• EXERCISE GOAL: Repeat verbatim the lines of the data below, beginning with the line containing "Mark the table" and continuing to the end.
─── GIVEN INFORMATION ───
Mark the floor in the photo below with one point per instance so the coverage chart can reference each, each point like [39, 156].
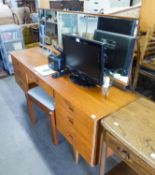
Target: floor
[29, 151]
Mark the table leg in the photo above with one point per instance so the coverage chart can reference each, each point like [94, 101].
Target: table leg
[76, 155]
[103, 159]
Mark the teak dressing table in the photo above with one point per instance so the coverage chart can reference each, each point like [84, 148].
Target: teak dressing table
[79, 110]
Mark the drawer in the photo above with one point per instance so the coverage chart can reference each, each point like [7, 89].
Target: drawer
[128, 156]
[74, 138]
[21, 83]
[76, 114]
[73, 121]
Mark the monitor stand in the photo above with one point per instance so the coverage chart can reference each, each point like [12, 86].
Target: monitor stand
[82, 80]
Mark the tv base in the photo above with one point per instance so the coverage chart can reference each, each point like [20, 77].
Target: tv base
[82, 80]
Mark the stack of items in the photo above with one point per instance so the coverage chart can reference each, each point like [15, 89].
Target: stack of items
───
• COMPLETE RESPONSE:
Mark the table leg in the photo above with one point per instance so the coverage chart can reference each, each point like [94, 101].
Target: table leg
[76, 155]
[103, 159]
Mark the teak dressing table in the photo above with one point per instance so the coverage chart can reference each, each point like [84, 148].
Target: teak dressing table
[79, 110]
Mark the drawer in the photo above with one point per instance so the coverage chart can reference each, each point like [7, 89].
Target: drawer
[128, 156]
[74, 138]
[21, 83]
[76, 114]
[73, 121]
Mark the monitor stand in the photo above with one point per instance so the coverage chart can reference each, each point like [12, 86].
Target: monitor stand
[82, 80]
Mark the tv base in the photo above with one point per instance so the coverage chart can reference each, each point like [20, 77].
Target: tv base
[82, 80]
Mark the stack of items in the photo above with one point per instance so the coverage chart can reference each, each point like [15, 89].
Target: stack of items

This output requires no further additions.